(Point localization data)
* * * * * * *
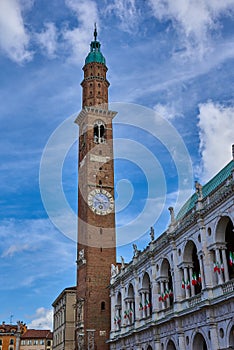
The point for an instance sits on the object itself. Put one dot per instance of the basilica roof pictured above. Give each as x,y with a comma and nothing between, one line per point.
207,189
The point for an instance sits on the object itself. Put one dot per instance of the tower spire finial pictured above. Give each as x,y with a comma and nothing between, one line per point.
95,32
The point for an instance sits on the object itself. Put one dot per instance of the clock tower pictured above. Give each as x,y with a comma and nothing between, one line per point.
96,249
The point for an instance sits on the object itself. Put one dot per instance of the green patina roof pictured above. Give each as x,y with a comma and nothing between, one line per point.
95,54
210,186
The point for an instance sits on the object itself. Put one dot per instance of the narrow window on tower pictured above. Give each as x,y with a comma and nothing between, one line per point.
99,132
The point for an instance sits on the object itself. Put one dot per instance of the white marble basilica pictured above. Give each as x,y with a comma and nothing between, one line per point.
178,294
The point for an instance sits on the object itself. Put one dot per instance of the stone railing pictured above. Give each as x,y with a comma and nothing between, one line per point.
228,287
194,300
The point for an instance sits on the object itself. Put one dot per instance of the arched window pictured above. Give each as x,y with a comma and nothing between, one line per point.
129,313
103,306
118,308
191,273
199,342
99,132
165,285
145,306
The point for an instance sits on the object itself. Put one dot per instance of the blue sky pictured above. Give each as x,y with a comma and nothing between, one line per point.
171,69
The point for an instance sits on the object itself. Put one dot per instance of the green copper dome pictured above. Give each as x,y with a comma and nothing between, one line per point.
95,54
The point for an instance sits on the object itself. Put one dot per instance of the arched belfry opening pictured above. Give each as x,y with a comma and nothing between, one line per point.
99,132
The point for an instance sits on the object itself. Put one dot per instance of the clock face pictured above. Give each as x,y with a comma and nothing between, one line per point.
101,202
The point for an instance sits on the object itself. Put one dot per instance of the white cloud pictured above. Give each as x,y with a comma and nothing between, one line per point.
43,319
168,111
216,137
78,38
14,39
127,13
194,20
15,249
47,39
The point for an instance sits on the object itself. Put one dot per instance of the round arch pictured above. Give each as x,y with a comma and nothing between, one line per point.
149,347
165,268
231,338
221,227
119,298
171,345
199,342
146,281
224,234
190,246
131,291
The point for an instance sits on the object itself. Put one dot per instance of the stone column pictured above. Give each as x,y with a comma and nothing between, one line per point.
167,289
187,294
113,310
191,277
137,300
202,271
225,265
162,290
123,306
218,260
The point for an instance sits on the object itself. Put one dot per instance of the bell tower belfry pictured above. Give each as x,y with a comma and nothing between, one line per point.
96,249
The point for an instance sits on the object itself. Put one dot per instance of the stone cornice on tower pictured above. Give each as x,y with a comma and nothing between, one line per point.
95,111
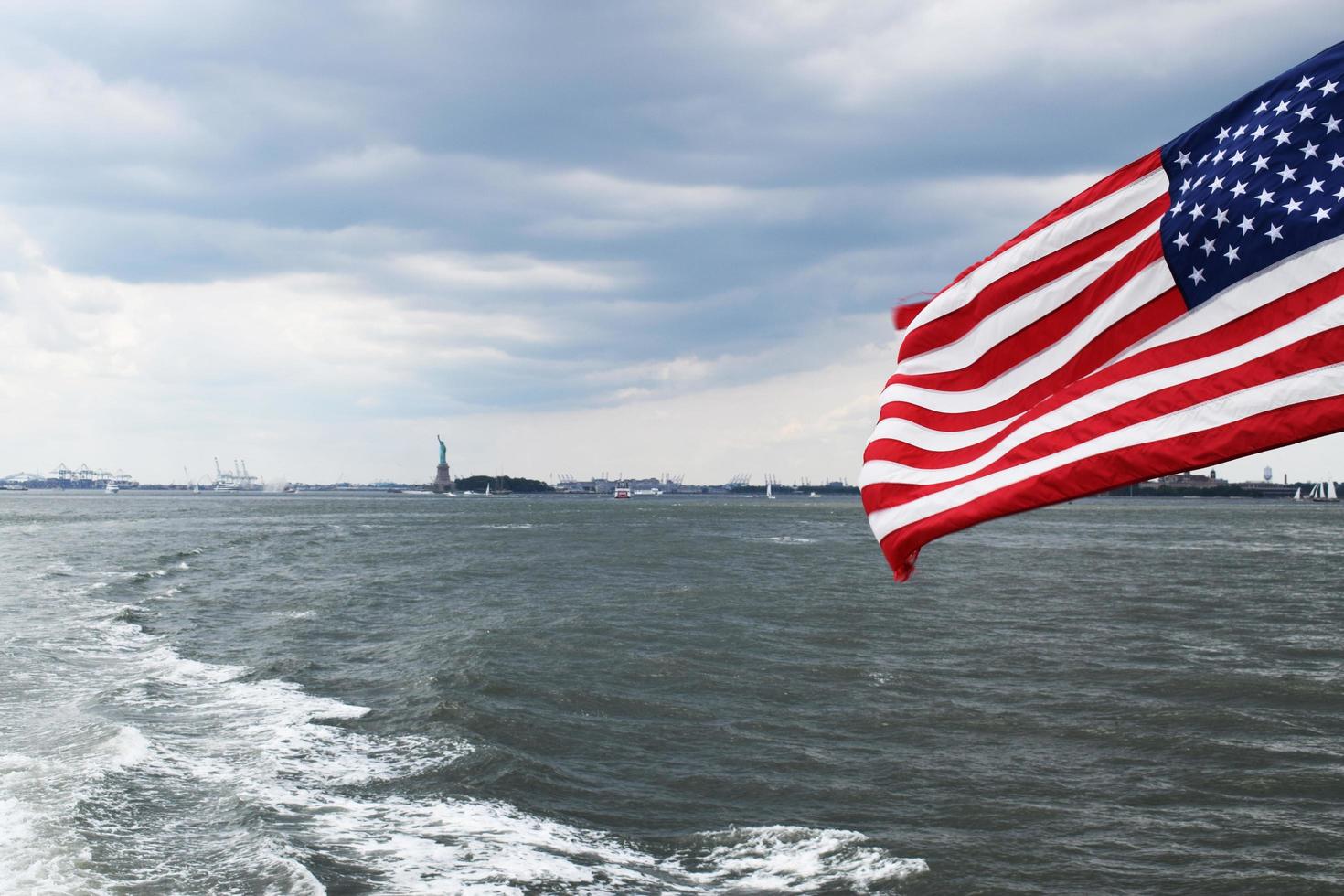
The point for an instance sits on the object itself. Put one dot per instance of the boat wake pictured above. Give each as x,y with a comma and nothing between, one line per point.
177,775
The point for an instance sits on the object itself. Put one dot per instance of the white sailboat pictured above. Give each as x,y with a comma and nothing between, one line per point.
1324,492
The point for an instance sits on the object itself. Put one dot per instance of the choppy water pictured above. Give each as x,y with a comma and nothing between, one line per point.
400,695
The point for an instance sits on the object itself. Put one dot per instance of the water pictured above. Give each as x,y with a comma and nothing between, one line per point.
296,695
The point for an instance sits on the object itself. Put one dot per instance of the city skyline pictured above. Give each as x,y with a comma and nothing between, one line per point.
314,240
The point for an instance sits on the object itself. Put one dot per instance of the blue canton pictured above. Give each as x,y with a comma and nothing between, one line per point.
1258,182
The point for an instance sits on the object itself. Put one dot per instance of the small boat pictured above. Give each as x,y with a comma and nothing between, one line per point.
1324,492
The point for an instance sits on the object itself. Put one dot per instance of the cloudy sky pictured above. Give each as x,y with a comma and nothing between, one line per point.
571,237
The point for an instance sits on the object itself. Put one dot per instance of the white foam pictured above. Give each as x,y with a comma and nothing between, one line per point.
788,859
206,736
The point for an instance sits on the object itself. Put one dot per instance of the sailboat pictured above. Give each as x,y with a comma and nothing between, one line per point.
1324,492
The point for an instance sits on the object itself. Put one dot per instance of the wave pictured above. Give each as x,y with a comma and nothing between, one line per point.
211,779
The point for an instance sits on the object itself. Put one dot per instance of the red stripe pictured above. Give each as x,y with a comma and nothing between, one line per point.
1108,344
1105,187
1049,394
1318,349
1260,432
903,315
1023,280
1044,331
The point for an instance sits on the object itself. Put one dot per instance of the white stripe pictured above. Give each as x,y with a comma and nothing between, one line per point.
1115,395
1020,314
1143,288
1324,382
921,437
1067,229
1246,295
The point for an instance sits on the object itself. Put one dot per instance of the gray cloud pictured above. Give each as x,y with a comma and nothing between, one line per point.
495,208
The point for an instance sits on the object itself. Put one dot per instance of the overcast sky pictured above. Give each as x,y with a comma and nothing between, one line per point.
634,238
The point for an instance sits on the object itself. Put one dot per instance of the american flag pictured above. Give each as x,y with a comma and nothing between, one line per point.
1184,311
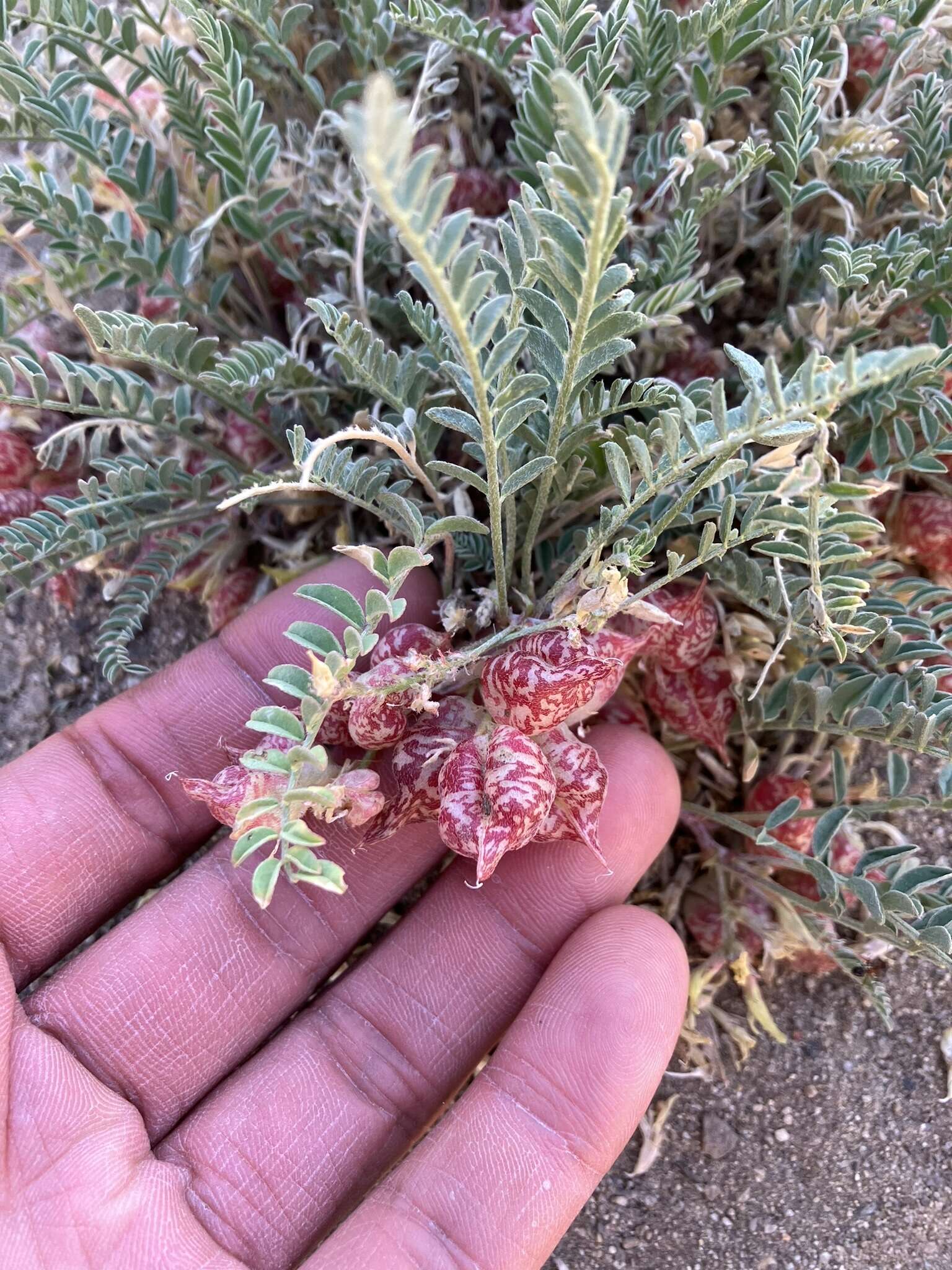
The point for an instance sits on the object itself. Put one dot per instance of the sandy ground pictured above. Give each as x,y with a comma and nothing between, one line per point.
833,1151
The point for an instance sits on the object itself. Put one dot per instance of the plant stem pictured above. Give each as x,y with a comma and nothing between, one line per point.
566,395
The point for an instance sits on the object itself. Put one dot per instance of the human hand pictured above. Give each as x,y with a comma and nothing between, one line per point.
270,1134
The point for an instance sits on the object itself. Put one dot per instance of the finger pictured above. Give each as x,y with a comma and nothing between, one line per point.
89,817
175,996
277,1152
500,1179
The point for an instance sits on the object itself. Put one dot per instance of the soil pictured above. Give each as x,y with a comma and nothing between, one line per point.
827,1153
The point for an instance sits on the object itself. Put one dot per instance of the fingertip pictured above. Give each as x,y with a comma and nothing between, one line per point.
643,802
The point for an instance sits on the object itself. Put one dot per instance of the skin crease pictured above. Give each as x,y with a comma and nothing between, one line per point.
266,1147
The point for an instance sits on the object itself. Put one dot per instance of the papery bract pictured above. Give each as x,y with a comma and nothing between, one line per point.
18,461
416,760
495,793
408,639
545,680
769,794
582,781
697,703
380,719
676,648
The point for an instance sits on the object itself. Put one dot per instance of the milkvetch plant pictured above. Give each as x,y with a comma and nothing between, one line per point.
637,333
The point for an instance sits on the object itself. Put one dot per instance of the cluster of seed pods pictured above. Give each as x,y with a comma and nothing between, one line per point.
508,773
494,776
685,681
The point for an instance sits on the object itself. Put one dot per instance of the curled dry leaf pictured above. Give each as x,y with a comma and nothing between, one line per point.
495,793
697,703
547,678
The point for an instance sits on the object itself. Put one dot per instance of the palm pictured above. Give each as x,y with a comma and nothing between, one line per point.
159,1032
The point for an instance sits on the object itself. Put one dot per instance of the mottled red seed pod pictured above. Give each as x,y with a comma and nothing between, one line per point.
335,729
247,442
700,360
235,785
63,590
769,794
923,526
495,793
154,308
380,719
545,680
518,22
281,290
703,917
676,648
626,708
358,799
15,504
479,190
867,56
697,703
231,597
412,638
416,761
801,884
18,461
351,796
582,781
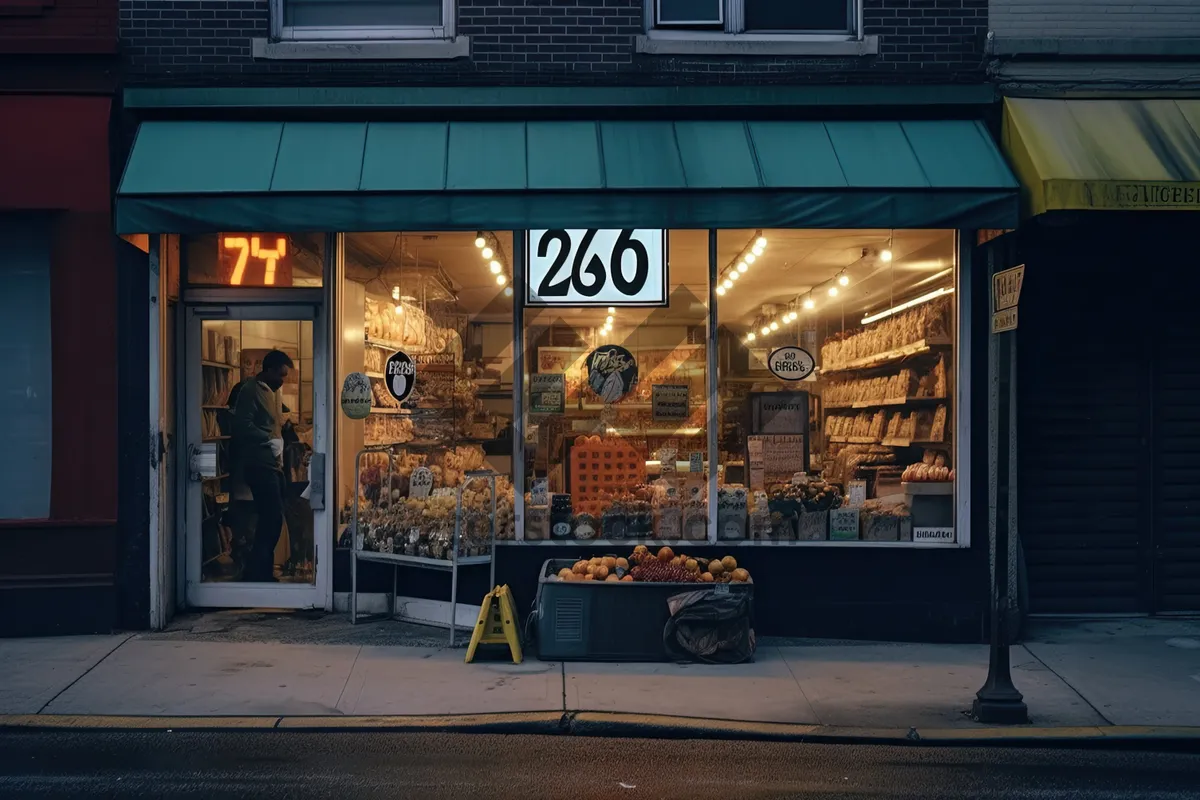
* * * * * * *
▸ **TASK STATEMENT**: The result should be a verbatim copy of the data, free of pictures.

▸ **COMPLETED TASK**:
The point for an instance sits on the object itself. Put one dot per instance of the basilica roof pictured above. Give each as x,y with a comma and nothing between, one line per point.
207,189
The point for an instance sits on the object itself. Put one dot per instance of the tower spire finial pictured above. Give each as x,y with a comma and nothing between, one line per point.
95,32
The point for an instance sits on the object itself. Put one dot per instance of the clock tower pictured above. Give each as x,y with a comma and nothing between, one line per point.
96,249
The point for an instance sits on the object itself. Put one dot per instance of the green patina roof pictured above. Give each as x,y with a comma and nothing between, one line per point.
95,54
210,186
The point for an instance sits on the object itself. Put one dot per instance of the narrow window on tower pictured above. Give each as x,y with a comma and nothing between, one line per point.
99,132
The point for an instance sits on the object itself. Put one dot per instance of the white marble basilica pictured above. Give each as x,y with a comma and nothing between, one line per point.
178,294
The point for an instance sits on the object itself. Put one dot per instance of the stone railing pictured above. Give each as x,y with a comma and nothing between, one line per point.
228,287
194,300
The point for an instance sits on the object itself. Put one dot per instance of the arched window pictured above. Give each as x,y with a comma and nothing between, one line per point.
129,313
103,306
118,308
191,273
199,342
99,132
165,285
145,306
The point for an instance sits on the object itself. Put one dot per instance of the blue sky pictured above. Give each as x,y with a comma and nothing between, one line per point.
171,69
The point for an instance sits on the object itself. Put one dot per instance of the green copper dome pictured above. Give each as x,y with a comma and nothing between, one line per point.
95,54
The point for an instance sits on the object itself. Put one dot per instance of the arched belfry opening pictured above. Give each as x,y with a comma and nothing between, one line per point.
99,132
The point for an instance sits on the object itself. Put one dot per instance of the clock face pictured above. Give each as x,y with a comma and nothing between, one line per point.
101,202
The point for an instance sits on the object itself. Put one dot per instance of the white cloud pictured above. Give each as x,y with a comma and nothing between, one line per point.
43,319
168,111
216,137
78,38
14,39
127,13
194,20
15,249
47,39
The point for an instance sits on the object itself. Put one dot per instance of the round arch pictured above. Give each as x,y with a comma and nothing between, one line per point.
149,347
165,268
231,338
221,227
119,298
171,345
199,342
146,281
224,234
190,246
131,291
The point for an instance sits on the object itself. Put one dot per instance of the stone column pictured above. Give each as x,y with a comma and nothing between, one line per point.
167,289
187,294
113,310
191,277
137,300
202,271
225,265
162,290
123,306
218,260
The point for an instance sits on the object itself. Put one dot per instance of the bell tower belfry pictured above. Give each as x,y with a comma and nothing between, one line per point.
96,249
The point for an instance sits on the object itself. Put one dot per instance of the stone cornice on tower pictured above. Give each as x,y with a comma and nothing between, one line per point.
95,111
The point for an instance sits on the object itself. Put one dot per instance of the boat wake pictured above. Give each as x,y with a comma and nothing between, one line per point.
177,775
The point for an instance sits on the object itself. Put one dot per instance of the white sailboat pictured above. Give each as x,y with a comma and nothing between, one line per point.
1324,492
The point for an instance sits on the object itself. Put one dot per instance of the choppy water pictured above. Give each as x,y with a comma and nothing between, one line per point.
400,695
The point for an instance sits on the object itself. Put one dot per instance of the water pictured above. Give each as x,y with a comma and nothing between, one line per point.
296,695
The point for an instance sits on the object itself. Put one dot per instance of the city skyline pictured above. Give each as x,y with a comma and nothing between, one line per point.
314,240
The point for an instance sits on the object itself. Put one dot per instance of the blue canton pictured above. Give each as x,y with a comma and nothing between, one line per point.
1258,182
The point for an instance sits on the object itself. Put one dot per instance of the small boat pictured above. Give each as x,y with a comma and nothing between, one line per point.
1324,492
The point for an instance sits on the object itself. Put one dot per instance of the cloudy sky pictured above. Give each as x,y with a comma and nothing between, one line per point.
571,237
The point for an instance sits on the object itself. Put one dot per instance of the white foam pictured above. Give each as x,y with a comma and nothing between, one line per point.
788,859
206,736
The point for an instance sits on the object itself. Put one dot per instance of the sailboat pictured above. Give each as x,y with a comma and nothing between, one line per point.
1324,492
The point for an instance sits on the object itself. Put one dot per instance of the wave pictured above. Give each as x,y with a comma and nothing between, one line per point.
211,779
The point for an instance sits on the object itself. Put one dot per instance of the red stripe pictured above. Give each as x,y with a comma and nothing between, one line per point.
1108,344
1105,187
1049,394
1318,349
1260,432
903,315
1023,280
1044,331
The point for an instance sits on the object itself. Put one dot per instance of the white stripe pictured above. Give each as x,y with a comma and nothing between, one line per point.
1115,395
1020,314
1143,288
1324,382
921,437
1067,229
1246,295
The point for an instance sits on the object itself. Put one dot per instance of the gray cloud pictured above. Give each as x,y with a comma and nothing between, one line per point.
495,208
The point for an instance sits on the object itself. Put one dot per instance of the overcast sky pictured above. Give each as x,y with a comma and nothing between, one line per point.
634,238
The point for an instance sits on the object itself. Put one dot per instance of the american flag pictured above. Give each as x,y with a comma and nothing between, one line per point.
1184,311
The point for an instance sits on the object itself. Put one dot per instance of the sandy ground pictured above. Give each as x,y with a comma and nothing between, one line per point.
833,1151
The point for an instance sits on the object itself. Put one dot per instance of the plant stem pictured above. Give each as x,y with a comma and nothing between, one line per point.
566,395
The point for an instance sits on the object itself. Put one dot per instance of the human hand pictured above. Give each as x,y with a comma and nothing between, one line per point.
270,1134
The point for an instance sits on the object itself. Put one dot per instance of the finger pictured above. Give each as x,y with a comma and nothing between, one line per point.
89,817
175,996
277,1152
500,1179
The point for an instance sits on the object itself. Put one dot per instance of the soil pictured above. Give each as x,y with a comma and nothing between, one line per point.
827,1153
The point for an instance sits on the object itself. Put one dot per instance of the fingertip pictured above. Give each as x,y with a comma and nothing between, one line per point.
643,802
The point for an instance sits on the object itself. Put one dot per instance of the skin crease pictured above. Give each as x,y with a comma and nothing between, one line per point.
266,1147
The point for an instance sits on the object itself. Put one dot per instance of the papery bract pictured above. Give each as x,y with a comma and nothing between, one line per point.
18,461
416,760
495,793
408,639
545,680
769,794
582,781
697,703
380,719
676,648
The point for an instance sits on the object itself. Put one dot per instance of the milkvetch plant pictured above. Give each as x,y with a comma and nothing between, one line per point.
637,333
The point for an instance sits on the object itself. Put one dot per instance of the cluster of seed pods pictured above. Give each as x,y with a comma and nothing between, one line per point.
508,773
494,776
685,681
The point for an instance sits on the object itself. Put one dot per instance of the curled dry leaf pictured above. Give each as x,y with a comma and nothing between, one line per point.
495,793
697,703
547,678
The point for an instance sits on the object itself. Put one dot per instance of the palm pictured above. Give each as x,y with a comma and nothing between, one line per point.
159,1032
The point for an instance sits on the object itself. Put one dot per instance of the mottled red seed pod pictured above. Give each as x,y with a comma and nothing between, one line per point.
335,729
247,442
700,360
235,785
63,590
769,794
923,526
495,793
154,308
380,719
545,680
518,22
281,290
703,917
676,648
626,708
358,799
15,504
479,190
867,56
697,703
231,597
412,638
416,761
801,884
18,461
351,796
582,781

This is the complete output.